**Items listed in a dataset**
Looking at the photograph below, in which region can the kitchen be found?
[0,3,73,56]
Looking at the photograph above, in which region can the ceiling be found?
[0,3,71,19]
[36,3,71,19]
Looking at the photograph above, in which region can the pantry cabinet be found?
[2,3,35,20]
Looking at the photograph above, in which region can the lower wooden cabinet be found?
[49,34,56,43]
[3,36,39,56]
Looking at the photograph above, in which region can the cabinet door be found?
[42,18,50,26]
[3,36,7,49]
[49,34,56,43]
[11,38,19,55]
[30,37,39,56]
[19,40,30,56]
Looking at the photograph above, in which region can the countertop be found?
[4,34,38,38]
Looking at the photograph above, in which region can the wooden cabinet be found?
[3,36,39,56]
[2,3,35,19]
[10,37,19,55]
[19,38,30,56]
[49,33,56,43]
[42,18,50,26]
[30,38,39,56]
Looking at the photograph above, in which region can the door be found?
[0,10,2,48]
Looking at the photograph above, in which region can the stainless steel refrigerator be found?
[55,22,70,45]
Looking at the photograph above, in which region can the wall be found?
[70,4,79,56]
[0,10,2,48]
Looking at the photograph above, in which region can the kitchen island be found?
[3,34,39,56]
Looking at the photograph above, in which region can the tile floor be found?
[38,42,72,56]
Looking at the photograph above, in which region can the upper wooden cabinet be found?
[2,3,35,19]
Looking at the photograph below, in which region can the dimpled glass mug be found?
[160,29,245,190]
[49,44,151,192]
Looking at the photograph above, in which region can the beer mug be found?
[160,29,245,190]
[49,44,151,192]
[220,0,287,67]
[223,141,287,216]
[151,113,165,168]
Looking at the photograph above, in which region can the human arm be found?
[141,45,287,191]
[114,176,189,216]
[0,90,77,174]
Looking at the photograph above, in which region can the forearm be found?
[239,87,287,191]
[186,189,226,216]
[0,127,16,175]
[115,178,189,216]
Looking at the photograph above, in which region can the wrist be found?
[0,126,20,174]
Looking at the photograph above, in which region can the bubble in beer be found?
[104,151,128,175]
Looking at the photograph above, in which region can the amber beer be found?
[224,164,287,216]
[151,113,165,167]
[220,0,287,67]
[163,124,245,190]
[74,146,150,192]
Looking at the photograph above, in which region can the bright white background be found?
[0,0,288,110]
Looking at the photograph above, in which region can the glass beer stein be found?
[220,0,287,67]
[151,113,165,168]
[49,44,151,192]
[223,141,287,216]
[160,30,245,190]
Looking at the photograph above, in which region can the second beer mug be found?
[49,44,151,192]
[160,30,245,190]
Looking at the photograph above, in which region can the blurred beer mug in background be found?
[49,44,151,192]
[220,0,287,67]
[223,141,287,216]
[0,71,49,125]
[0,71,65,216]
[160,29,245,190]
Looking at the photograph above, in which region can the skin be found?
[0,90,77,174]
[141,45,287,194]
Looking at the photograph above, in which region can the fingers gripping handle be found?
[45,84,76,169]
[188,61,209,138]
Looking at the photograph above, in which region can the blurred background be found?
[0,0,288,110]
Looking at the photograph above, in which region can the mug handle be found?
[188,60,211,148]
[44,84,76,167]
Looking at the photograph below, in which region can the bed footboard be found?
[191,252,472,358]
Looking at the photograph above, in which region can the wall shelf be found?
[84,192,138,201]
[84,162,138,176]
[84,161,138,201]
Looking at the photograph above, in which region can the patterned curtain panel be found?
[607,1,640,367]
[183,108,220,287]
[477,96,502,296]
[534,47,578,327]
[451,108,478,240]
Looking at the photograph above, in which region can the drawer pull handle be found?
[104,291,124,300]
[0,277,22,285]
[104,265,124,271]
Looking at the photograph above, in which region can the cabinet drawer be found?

**Challenge**
Reproduce every one of the lines above verbatim, without any alteration.

**Complete output**
Looking at the photograph below, in which region can the kitchen be found?
[0,3,73,56]
Looking at the photograph above, in which region can the ceiling be found?
[0,3,71,19]
[36,3,71,19]
Looking at the photograph above, in which region can the pantry cabinet be found?
[2,3,35,20]
Looking at the photograph above, in which region can the lower wooden cabinet be found?
[49,34,56,43]
[3,36,39,56]
Looking at the photograph above, in which region can the cabinet door be found?
[42,18,50,26]
[3,36,7,49]
[49,34,56,43]
[11,38,19,55]
[30,37,39,56]
[19,40,30,56]
Looking at the photograph above, in which region can the countertop be found?
[4,34,38,38]
Looking at the photograph above, in which region can the wooden cabinet be found?
[3,36,39,56]
[2,3,35,19]
[10,37,19,55]
[19,38,30,56]
[49,33,56,43]
[42,18,50,26]
[30,38,39,56]
Looking at the photograph above, in which region can the door be found?
[0,10,2,48]
Looking at the photograph above, in which region can the stainless steel refrigerator be found?
[55,22,70,45]
Looking at the photograph above, in which region can the wall be found?
[70,4,79,56]
[0,10,2,48]
Looking at the photograph above, in which region can the kitchen island be found?
[3,34,39,56]
Looking at the photograph above, in which region can the tile floor be found?
[38,42,72,56]
Looking at the photograph above, in which region can the upper wooden cabinet be found?
[2,3,35,19]
Looking at the photograph below, in which region can the dimpled glass mug be found?
[160,29,245,190]
[49,44,151,192]
Looking at the photograph above, in which region can the beer mug be found?
[160,29,245,190]
[49,44,151,192]
[220,0,287,67]
[223,141,287,216]
[151,113,165,168]
Looking at the photograph above, in which region can the human arm be found?
[141,45,287,191]
[114,176,189,216]
[0,90,77,174]
Looking at the photograph above, in which region can the forearm be found?
[239,87,287,191]
[186,189,226,216]
[0,127,16,175]
[115,178,189,216]
Looking at the photograph above, in which region can the wrist be found?
[0,126,20,174]
Looking at the photograph above, in which region can the bubble in beer be found?
[104,151,128,175]
Looking at the photograph above, in which region can the amber beer be found?
[224,164,287,216]
[151,113,165,167]
[220,0,287,67]
[163,124,245,190]
[74,146,150,192]
Looking at the photograph above, in which region can the bright white background be found?
[0,0,288,110]
Looking at the photograph above, in which region can the glass beer stein be found?
[220,0,287,67]
[151,113,165,168]
[49,44,151,192]
[223,141,287,216]
[160,30,245,190]
Looking at the photograph above, in which region can the second beer mug be found?
[49,44,151,192]
[160,30,245,190]
Looking at the photograph above, in which region can the blurred beer mug in background be found?
[49,44,151,192]
[220,0,287,67]
[223,141,287,216]
[0,71,49,125]
[0,71,65,216]
[160,29,245,190]
Looking at the photograph above, in which region can the skin be found?
[0,90,77,174]
[141,45,287,194]
Looking at the photograph above, in which region can the fingers gripping handle be found?
[45,84,76,169]
[188,61,209,138]
Looking at the photograph above, in which region can the blurred background be found?
[0,0,288,110]
Looking at the photograph above, in which region can the mug handle be found?
[188,60,211,148]
[44,84,76,167]
Looking at the photograph below, in which region can the bed footboard be found?
[191,252,472,358]
Looking at the photograph above, in which region can the wall shelf be found?
[84,192,138,201]
[84,162,138,176]
[84,161,138,201]
Looking at the photograph above, in which region can the patterned curtain panel be found?
[607,1,640,367]
[183,108,220,287]
[477,96,502,296]
[534,47,578,327]
[451,108,478,240]
Looking at the photograph above, in which region can the drawer pull handle be found?
[104,291,124,300]
[0,277,22,285]
[104,265,124,271]
Looking at the photograph above, in which region can the cabinet drawer be found?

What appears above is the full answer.